▶ **TASK GOAL**:
Which lines in the records below contain the string "white"? Pick out and copy each of those lines, matching case exactly.

▶ **RAW RECORDS**:
========

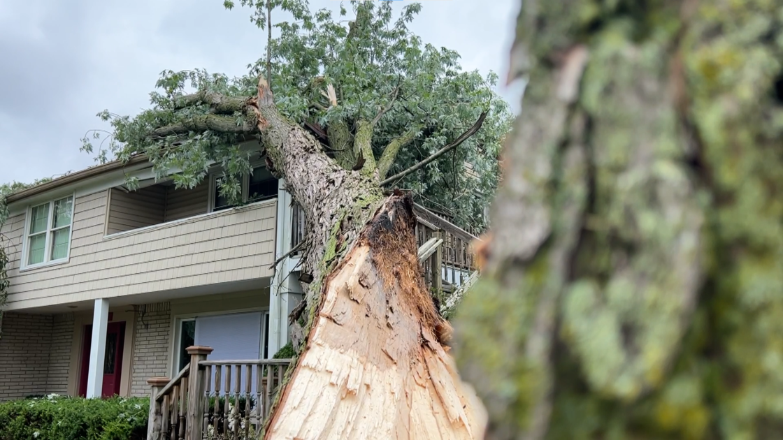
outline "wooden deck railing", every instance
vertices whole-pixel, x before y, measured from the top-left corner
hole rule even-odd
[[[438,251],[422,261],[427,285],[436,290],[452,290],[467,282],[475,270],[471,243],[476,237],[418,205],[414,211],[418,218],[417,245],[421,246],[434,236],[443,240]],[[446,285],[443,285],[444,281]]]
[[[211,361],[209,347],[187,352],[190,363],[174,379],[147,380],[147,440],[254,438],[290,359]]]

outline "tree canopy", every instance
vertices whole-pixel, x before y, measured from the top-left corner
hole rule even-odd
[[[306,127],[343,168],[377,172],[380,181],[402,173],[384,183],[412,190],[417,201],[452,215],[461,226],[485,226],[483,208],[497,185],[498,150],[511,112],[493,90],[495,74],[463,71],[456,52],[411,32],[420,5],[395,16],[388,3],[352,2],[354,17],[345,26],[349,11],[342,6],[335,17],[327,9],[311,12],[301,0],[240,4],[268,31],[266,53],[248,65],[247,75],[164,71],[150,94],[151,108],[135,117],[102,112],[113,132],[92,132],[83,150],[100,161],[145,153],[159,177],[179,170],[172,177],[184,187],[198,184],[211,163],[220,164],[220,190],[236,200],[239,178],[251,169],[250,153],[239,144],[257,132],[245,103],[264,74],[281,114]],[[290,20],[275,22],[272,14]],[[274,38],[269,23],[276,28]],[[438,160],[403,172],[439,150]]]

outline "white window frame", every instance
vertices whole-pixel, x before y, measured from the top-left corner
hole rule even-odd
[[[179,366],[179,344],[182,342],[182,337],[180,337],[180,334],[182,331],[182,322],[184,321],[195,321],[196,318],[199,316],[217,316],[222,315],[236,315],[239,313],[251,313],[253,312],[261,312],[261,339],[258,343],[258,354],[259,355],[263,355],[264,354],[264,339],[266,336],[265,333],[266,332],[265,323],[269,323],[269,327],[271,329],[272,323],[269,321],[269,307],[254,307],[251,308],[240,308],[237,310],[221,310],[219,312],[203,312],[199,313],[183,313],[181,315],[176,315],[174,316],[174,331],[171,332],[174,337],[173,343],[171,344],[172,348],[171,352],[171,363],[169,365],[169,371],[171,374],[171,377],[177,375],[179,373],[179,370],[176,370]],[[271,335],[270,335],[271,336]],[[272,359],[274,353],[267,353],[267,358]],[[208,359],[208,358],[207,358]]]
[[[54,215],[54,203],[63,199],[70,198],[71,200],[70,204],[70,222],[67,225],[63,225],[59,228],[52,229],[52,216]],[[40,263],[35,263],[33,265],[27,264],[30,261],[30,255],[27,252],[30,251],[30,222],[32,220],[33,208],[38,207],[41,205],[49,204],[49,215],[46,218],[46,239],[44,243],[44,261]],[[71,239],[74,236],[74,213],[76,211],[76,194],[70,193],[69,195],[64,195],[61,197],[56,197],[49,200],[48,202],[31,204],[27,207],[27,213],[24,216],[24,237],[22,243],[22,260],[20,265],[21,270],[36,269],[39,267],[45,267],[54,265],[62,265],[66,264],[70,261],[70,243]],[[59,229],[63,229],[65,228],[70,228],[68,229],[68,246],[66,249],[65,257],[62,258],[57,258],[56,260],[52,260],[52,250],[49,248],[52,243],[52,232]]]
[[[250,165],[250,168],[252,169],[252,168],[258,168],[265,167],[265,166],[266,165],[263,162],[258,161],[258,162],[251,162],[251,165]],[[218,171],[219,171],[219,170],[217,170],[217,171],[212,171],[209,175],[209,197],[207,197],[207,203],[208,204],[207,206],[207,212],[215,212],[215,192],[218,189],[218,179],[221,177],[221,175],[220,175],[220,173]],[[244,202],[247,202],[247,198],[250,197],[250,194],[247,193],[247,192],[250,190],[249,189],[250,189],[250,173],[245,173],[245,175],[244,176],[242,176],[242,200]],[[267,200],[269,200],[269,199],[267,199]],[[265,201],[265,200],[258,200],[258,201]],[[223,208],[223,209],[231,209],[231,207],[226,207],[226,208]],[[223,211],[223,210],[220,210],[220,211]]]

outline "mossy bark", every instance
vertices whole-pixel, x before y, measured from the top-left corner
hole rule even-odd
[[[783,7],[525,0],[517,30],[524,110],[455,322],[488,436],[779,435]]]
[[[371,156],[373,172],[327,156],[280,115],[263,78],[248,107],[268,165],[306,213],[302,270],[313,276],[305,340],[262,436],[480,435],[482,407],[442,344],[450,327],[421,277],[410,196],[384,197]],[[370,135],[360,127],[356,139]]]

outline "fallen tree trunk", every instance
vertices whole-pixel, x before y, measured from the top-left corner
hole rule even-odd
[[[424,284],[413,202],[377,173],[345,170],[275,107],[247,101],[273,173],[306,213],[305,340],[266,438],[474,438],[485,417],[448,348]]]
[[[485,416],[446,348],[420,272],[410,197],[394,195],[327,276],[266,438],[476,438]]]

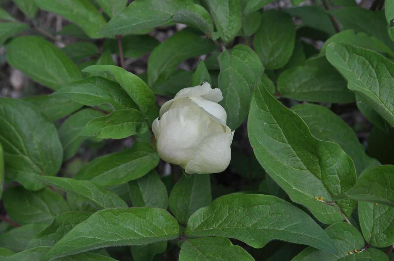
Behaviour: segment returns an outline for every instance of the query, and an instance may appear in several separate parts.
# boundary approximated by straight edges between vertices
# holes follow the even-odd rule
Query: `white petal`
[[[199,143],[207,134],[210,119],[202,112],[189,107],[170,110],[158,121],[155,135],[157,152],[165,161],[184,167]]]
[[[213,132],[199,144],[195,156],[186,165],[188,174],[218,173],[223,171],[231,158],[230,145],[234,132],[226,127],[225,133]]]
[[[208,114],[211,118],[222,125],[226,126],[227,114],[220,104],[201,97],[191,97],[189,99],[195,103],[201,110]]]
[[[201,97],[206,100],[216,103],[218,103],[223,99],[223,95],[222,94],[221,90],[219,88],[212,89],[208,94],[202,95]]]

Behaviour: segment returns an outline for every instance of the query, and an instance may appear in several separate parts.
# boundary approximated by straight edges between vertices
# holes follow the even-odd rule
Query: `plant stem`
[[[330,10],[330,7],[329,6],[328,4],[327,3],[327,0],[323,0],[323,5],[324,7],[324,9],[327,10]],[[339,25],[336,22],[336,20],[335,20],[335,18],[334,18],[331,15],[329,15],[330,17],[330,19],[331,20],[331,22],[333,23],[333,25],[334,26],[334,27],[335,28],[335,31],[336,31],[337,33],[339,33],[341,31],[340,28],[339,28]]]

========

▶ **THE ANSWER**:
outline "white window frame", every instance
Query: `white petal`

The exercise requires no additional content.